## About this task
Line by line, transcribe the data shown below.

## Dataset
━━━

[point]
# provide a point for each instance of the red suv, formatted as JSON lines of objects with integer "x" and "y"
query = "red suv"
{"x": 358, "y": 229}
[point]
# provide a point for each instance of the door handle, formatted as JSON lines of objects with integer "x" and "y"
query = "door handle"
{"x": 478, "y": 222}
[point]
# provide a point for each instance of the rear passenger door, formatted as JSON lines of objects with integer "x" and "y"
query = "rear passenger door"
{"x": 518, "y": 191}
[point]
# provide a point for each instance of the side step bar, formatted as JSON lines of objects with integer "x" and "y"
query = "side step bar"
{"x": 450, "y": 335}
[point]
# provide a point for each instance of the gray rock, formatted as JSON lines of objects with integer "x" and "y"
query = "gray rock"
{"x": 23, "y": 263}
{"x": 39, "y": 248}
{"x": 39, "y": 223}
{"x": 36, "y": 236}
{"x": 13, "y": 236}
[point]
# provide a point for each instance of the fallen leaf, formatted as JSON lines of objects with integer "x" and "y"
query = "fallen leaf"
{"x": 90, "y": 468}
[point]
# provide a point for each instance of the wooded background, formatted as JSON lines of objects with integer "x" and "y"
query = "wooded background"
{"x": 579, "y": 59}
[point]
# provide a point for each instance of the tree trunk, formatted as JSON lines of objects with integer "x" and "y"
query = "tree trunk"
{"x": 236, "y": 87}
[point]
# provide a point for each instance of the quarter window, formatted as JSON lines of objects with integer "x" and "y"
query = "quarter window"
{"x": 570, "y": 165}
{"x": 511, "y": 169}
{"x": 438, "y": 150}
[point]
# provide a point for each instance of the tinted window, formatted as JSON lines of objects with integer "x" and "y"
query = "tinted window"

━━━

## Result for this exercise
[point]
# provide a point for each instance of the red suv, formatted as JSON lines of objects with integer "x" and "y"
query = "red suv"
{"x": 358, "y": 229}
[point]
# provide a point for each instance of the door handle, formatted as JSON lines of objects with integer "x" and "y"
query = "door handle"
{"x": 478, "y": 222}
[point]
# provide a point for each instance of the rear passenger door, formatted as JSON lines of objects with integer "x" and "y"
query = "rear passenger door"
{"x": 518, "y": 191}
[point]
# provide a point for each instance of the side step bar, formatted as JSON lines of objects with integer "x" and "y"
query = "side step bar"
{"x": 450, "y": 335}
[point]
# provide a point for each instance of the gray rock, formatted as JSON lines of objects with integer "x" and "y"
query = "gray rock"
{"x": 23, "y": 263}
{"x": 39, "y": 248}
{"x": 39, "y": 223}
{"x": 36, "y": 236}
{"x": 13, "y": 236}
[point]
# provide a point for each instance of the fallen leaf, formatted as JSON lines of objects with integer "x" and "y"
query = "fallen leaf"
{"x": 90, "y": 468}
[point]
# provide a point for each instance of the wooded background, formatted as JSON lines of objects with integer "x" and "y"
query = "wooded background"
{"x": 579, "y": 59}
[point]
# provide a point for each instance of the tree trunk, formatted as JSON lines of objects with integer "x" and "y"
query = "tree trunk"
{"x": 236, "y": 87}
[point]
# provide a point for each instance of the quarter window, formatted as JSON lines of objects with integer "x" and "y"
query = "quarter window"
{"x": 570, "y": 165}
{"x": 511, "y": 169}
{"x": 438, "y": 150}
[point]
# provide a point for each instance of the tinted window, formatted as JSON lines of objects with integer "x" and "y"
query = "tinted window"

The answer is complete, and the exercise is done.